■ SOURCE:
*****
Ghost stories are so ubiquitous in our culture that — if you’re interested in the concept of ghosts in general, like I am — it can feel difficult to find truly original ones. The worst ghost stories simply prey on our most basic, primal fear of not being able to overcome something potentially more powerful than us. The best ones, though, operate on a whole other level. The best ones take that fear and the tropes of typical ghost stories and upend them. They turn our terror and discomfort into entirely different emotions and twist our understandings of ourselves and the people around us to reveal something very real (and often dreadful) about the state of living through the inevitably of loss and heartbreak.
In her debut novelette, Helen House, Kayla Kumari Upadhyaya expertly crafts a ghost story that is a thrilling, erotic, and unnerving example of the latter. Set about a year into a relationship that the unnamed narrator isn’t even sure she wants, Helen House begins with a revelation the narrator doesn’t expect just days before her and her girlfriend, Amber, are about to embark on a trip to meet her girlfriend’s parents: Amber’s sister died when they were young children and Amber’s parents, Pam and Arnold, are perpetually trapped in the cycle of grief that began all those years before. This propels the narrator into a spiral about her own grief — as the narrator also lost her sister just four years before the novelette’s beginning — and disappointment over the fact that Amber hadn’t shared this information sooner.
Before we even get to Amber’s parent’s house, the narrator divulges some secrets she’s also been holding onto. We learn how her sister’s death catapulted her into using sex and her relationship with Amber as coping mechanisms that she doesn’t want to fully escape from. At Amber’s parent’s house, there’s a strange feeling in the air that the narrator can’t really put her finger on. This family is very obviously still deep into mourning their lost child and lost sister, but the narrator doesn’t judge them for it. Instead, she resolves to be the “best” girlfriend she can be and goes along with the peculiarities — the sweltering heat of the house, the weird wifi password, the way Amber’s parents treat Amber as if she could be both Amber and Helen for them at the same time — the ensuing days have in store for them. Helen’s death haunts Amber’s family in their dreams, and similarly, the narrator’s grief is part of every situation even if the other characters can’t feel or see it. As time passes, the interactions between the four characters get more and more discomfiting. It all builds to an ending (or maybe it’s not an ending at all?) you couldn’t possibly see coming.
*****
■ MATERIAL PROVIDED:
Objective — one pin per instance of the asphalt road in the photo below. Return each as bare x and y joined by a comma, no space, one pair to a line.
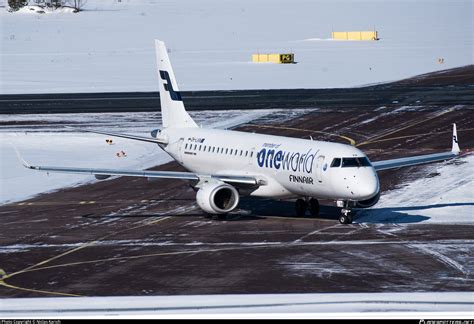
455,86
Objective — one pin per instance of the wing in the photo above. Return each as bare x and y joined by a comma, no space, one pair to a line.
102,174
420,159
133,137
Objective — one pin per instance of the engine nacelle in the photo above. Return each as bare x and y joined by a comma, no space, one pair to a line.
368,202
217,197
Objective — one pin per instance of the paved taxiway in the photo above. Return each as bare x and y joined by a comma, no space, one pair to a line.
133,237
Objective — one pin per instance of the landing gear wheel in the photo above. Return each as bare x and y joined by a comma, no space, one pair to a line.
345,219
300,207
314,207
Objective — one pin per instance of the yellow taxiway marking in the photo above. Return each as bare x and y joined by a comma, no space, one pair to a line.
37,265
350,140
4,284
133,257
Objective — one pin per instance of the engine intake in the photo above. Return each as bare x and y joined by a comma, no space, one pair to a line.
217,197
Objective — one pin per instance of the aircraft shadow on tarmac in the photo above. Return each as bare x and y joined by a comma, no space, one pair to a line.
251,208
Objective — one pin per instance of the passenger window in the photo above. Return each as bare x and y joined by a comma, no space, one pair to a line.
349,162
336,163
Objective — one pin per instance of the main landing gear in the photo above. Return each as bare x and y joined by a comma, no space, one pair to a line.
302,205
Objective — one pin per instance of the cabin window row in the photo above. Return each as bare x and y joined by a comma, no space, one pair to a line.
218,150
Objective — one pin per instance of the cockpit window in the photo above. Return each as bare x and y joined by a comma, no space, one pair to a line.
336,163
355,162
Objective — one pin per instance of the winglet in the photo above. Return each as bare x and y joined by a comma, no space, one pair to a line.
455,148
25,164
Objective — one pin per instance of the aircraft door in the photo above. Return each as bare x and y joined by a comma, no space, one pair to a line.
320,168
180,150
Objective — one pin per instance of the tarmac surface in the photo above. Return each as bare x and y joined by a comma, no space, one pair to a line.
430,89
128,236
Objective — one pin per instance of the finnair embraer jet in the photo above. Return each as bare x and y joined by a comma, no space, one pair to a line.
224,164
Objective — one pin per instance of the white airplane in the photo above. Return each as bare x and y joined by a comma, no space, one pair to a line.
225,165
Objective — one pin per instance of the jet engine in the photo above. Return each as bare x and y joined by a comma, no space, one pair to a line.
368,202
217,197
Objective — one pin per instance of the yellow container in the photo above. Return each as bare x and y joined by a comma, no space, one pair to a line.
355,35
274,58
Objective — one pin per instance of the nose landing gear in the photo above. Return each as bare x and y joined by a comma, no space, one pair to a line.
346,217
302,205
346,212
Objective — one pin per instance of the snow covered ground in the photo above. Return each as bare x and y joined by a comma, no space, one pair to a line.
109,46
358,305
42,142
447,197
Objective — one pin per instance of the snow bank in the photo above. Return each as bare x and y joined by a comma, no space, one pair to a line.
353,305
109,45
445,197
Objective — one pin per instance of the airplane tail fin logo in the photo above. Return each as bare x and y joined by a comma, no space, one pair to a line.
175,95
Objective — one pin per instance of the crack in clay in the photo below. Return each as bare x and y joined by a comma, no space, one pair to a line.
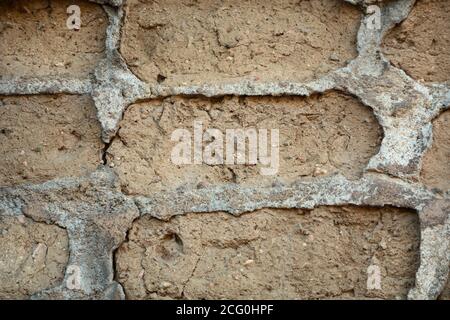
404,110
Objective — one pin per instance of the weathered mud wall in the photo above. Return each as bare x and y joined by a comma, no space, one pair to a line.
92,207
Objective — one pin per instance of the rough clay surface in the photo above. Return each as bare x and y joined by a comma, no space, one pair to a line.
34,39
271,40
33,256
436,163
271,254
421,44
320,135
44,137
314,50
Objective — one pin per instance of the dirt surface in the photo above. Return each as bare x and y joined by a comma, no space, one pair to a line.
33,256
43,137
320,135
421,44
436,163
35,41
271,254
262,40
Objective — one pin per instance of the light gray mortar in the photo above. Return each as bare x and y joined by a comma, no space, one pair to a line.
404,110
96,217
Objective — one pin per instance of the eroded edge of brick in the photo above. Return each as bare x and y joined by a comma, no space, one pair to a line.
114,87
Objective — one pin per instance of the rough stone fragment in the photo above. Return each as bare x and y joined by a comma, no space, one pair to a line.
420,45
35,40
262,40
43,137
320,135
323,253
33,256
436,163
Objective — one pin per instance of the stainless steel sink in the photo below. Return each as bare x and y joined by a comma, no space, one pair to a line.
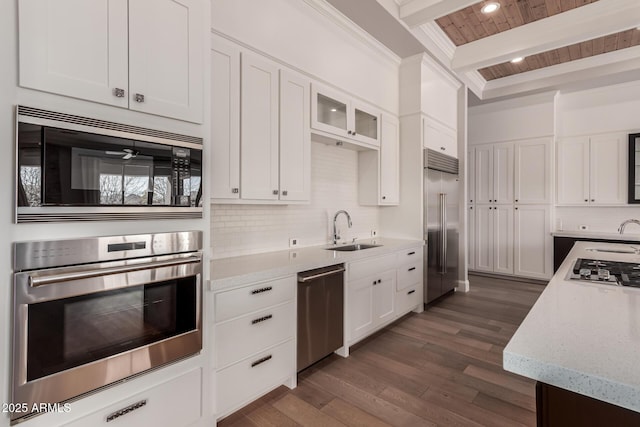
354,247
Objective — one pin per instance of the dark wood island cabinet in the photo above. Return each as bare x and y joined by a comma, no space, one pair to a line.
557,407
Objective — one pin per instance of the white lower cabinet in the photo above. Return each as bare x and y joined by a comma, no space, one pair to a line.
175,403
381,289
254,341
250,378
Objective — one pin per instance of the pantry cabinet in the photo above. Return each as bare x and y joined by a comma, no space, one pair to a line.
*****
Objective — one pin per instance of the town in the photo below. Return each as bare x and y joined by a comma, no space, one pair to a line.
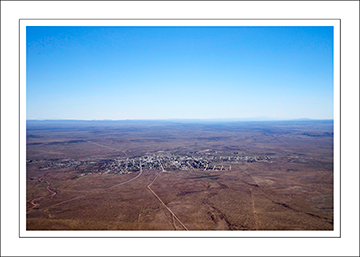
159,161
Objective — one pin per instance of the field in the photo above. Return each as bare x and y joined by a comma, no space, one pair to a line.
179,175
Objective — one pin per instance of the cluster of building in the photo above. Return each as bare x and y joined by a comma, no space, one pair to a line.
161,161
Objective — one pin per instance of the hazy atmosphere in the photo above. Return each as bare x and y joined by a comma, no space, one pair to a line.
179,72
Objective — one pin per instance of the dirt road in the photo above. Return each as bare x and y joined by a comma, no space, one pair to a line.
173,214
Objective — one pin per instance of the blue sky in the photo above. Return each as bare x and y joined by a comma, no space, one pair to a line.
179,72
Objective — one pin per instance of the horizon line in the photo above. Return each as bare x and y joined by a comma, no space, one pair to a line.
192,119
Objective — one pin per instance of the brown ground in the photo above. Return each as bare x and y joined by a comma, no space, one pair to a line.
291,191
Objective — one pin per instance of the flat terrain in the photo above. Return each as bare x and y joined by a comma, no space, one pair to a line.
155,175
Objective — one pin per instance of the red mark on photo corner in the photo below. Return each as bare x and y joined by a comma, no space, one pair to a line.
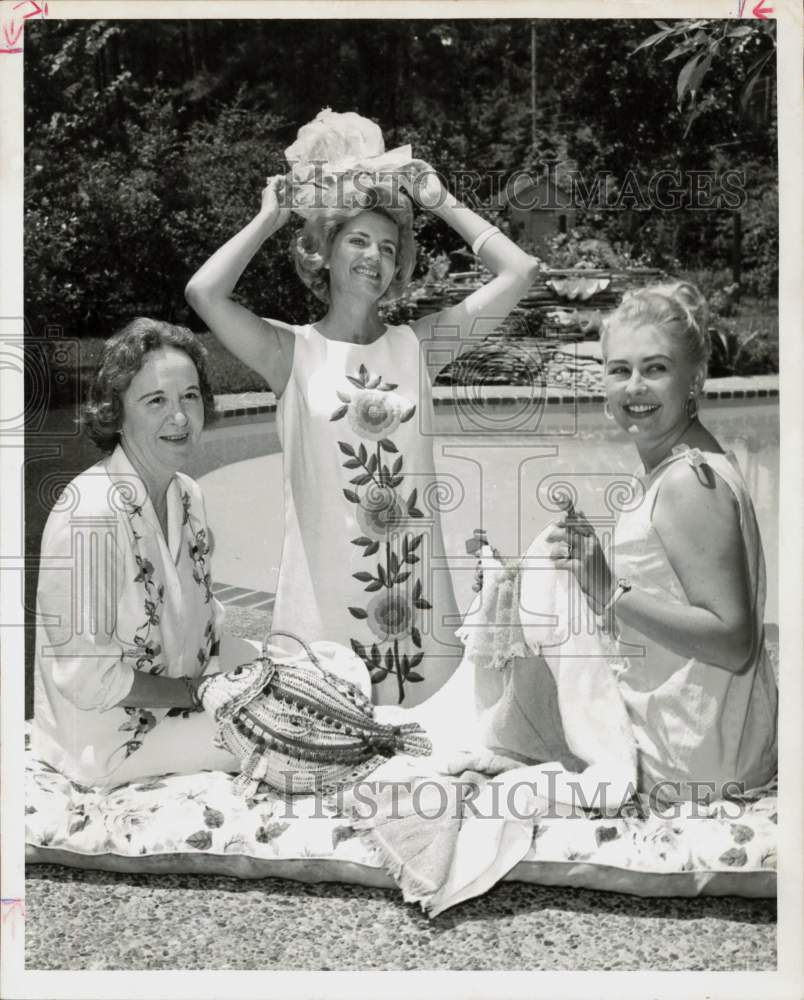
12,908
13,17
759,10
*****
■ YOUR TASK:
Carry on the review of Helen House above, picking up after its last sentence.

■ EXERCISE OUTPUT:
The narrative itself is a fresh take on the haunted house/haunted person story, which makes Helen House feel especially extraordinary. But what is truly special about this big little story is the way Upadhyaya builds profound atmospheric tension in a small amount of space and flips certain tropes in stunning directions. In a pivotal dinner party scene, we see how ingeniously Upadhyaya does both of these in tandem.
As Pam and Arnold realize that Amber didn’t tell them she was recently promoted at her job, the narrator notices the ambience of the room changing and says, “Pam and Arnold’s warmth leaked away. […] Pam nodded, but she didn’t look up from the spindly, naked pheasant bones on her plate. Arnold forced a smile, and I decided, no, he wasn’t good at acting after all. The silence was larger in the heat. I noticed the walls sweating condensation behind Arnold’s head. It was odd, the walls so slick and glistening. Was it because it was so cold outside? Did they have a leak? Was I seeing it right? I wanted to reach out and touch the wall.”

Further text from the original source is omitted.